> **RECORDS TO PROCESS**
_____

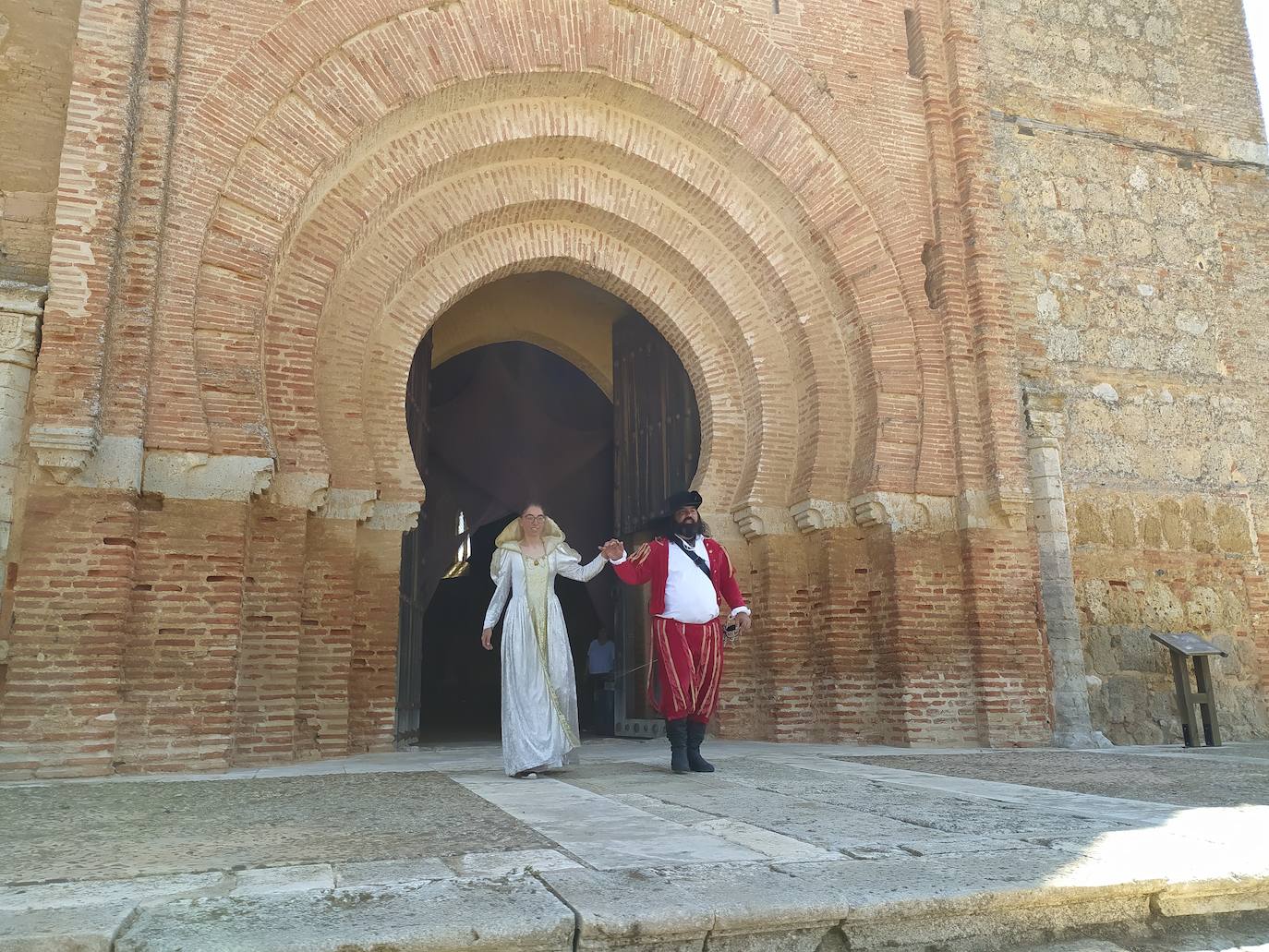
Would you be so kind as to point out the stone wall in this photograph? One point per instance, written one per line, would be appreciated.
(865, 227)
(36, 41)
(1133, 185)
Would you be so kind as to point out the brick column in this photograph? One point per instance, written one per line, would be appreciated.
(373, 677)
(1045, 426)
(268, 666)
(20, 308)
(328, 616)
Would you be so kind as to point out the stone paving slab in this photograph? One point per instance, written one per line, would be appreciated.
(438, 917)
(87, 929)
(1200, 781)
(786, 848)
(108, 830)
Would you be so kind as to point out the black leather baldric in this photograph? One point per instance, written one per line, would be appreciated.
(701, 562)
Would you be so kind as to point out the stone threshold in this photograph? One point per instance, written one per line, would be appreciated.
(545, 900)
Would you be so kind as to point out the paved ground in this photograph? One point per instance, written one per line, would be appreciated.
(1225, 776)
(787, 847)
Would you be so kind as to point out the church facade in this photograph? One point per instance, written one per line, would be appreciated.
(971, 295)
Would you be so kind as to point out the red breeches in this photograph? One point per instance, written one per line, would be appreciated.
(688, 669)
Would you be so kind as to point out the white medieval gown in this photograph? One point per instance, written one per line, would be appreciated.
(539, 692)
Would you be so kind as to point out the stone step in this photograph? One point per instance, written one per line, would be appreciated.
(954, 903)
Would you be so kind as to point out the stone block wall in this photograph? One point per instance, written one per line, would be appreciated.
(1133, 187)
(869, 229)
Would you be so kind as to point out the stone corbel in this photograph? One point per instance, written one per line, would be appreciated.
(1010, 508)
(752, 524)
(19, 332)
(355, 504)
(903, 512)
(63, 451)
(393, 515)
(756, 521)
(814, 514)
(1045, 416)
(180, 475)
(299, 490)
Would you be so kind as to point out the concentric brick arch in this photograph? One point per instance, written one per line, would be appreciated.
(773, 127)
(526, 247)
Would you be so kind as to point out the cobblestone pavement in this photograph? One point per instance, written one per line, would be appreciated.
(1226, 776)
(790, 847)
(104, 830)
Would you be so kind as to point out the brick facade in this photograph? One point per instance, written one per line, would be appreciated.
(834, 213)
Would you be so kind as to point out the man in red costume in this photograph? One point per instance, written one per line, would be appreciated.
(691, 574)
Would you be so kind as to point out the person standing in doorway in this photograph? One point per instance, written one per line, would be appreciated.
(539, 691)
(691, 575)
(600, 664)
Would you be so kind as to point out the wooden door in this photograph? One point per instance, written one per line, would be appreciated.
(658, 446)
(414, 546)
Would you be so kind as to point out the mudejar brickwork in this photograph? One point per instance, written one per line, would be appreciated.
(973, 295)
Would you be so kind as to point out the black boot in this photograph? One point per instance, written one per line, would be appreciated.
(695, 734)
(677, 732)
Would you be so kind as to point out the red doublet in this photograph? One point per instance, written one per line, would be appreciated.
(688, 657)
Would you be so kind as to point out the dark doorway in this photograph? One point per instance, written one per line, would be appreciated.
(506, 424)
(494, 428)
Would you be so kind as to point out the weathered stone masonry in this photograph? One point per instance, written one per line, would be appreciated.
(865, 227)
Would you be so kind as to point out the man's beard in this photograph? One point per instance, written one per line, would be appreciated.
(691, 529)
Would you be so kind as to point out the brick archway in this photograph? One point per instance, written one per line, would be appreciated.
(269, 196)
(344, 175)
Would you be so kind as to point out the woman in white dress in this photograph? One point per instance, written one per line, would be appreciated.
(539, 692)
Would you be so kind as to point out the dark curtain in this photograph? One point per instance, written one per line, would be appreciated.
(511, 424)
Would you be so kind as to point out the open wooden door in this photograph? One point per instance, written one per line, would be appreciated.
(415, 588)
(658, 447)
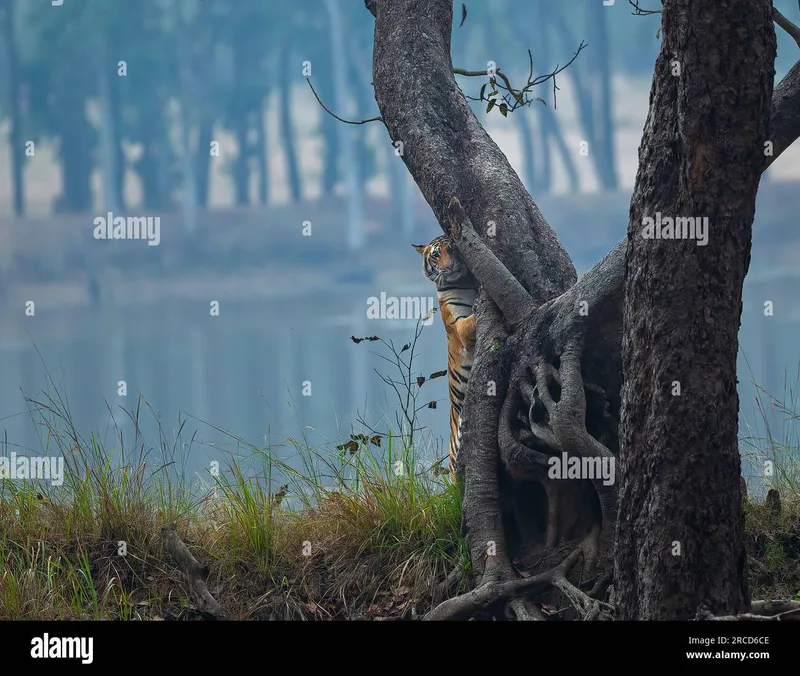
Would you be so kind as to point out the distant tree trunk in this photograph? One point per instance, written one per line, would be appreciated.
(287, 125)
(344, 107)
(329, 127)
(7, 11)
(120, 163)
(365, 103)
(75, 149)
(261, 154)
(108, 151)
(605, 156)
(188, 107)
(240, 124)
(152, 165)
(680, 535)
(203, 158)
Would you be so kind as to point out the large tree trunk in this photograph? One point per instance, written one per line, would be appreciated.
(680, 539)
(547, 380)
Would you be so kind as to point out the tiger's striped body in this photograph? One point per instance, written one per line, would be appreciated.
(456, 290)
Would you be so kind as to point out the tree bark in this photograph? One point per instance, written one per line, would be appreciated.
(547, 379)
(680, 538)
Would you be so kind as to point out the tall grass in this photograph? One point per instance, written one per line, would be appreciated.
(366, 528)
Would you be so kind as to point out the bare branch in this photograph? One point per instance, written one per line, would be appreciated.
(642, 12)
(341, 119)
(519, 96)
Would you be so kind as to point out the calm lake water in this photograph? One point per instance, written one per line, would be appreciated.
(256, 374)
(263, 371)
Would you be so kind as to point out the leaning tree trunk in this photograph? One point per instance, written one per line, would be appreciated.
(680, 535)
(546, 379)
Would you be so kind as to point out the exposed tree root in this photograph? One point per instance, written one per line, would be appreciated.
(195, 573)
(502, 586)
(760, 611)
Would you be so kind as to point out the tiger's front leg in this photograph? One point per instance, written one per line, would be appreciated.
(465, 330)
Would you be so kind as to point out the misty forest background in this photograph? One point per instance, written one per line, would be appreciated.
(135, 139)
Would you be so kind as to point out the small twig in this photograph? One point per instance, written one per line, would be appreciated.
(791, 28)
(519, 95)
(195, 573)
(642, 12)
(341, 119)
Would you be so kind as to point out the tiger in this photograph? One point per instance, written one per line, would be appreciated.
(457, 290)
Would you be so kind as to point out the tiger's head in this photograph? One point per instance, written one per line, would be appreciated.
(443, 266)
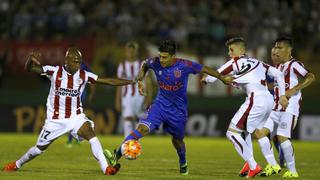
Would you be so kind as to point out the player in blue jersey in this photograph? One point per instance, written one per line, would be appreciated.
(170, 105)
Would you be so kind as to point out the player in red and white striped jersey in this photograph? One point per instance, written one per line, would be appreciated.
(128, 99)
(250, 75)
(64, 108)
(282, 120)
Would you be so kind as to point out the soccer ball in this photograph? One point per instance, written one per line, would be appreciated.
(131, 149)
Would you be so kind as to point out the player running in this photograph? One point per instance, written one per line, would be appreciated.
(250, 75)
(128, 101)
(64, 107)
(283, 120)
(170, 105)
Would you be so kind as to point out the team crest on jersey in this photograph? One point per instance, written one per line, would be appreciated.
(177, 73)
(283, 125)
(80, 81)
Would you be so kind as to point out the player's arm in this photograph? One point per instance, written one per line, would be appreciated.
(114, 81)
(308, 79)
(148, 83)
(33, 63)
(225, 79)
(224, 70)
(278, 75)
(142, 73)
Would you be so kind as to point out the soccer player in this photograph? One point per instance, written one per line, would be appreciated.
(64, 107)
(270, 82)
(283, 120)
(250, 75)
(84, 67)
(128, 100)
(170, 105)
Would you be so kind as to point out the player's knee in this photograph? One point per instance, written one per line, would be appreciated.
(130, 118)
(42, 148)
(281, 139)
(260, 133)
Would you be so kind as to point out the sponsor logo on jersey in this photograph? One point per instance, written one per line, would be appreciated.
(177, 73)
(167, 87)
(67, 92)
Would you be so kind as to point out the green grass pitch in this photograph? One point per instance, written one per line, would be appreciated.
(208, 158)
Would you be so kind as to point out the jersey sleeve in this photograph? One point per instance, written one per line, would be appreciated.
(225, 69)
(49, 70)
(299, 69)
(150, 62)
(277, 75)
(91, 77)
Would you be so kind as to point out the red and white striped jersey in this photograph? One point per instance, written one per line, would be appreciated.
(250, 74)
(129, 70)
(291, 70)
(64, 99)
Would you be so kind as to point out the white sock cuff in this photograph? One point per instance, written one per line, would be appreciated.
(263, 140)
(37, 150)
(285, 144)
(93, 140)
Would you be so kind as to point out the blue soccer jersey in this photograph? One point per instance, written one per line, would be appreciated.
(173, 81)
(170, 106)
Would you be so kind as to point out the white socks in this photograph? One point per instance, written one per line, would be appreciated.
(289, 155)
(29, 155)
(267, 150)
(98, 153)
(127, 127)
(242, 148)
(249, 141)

_____

> **WORK REQUIRED**
Output the entries from the line containing "the white socks" through the end of the entries, inclusive, as a two-column CSV with the header label_request,points. Each entry gets one row, with its text and its answer each in a single quoted field and any line breaks replaced by spaces.

> **RESPONSE BELOW**
label_request,points
"Would you be so kind as to point out the white socks in this photograph? One point per instance, written one per line, would be appreciated.","(289, 155) (29, 155) (267, 150) (98, 153) (127, 127) (242, 148) (249, 141)"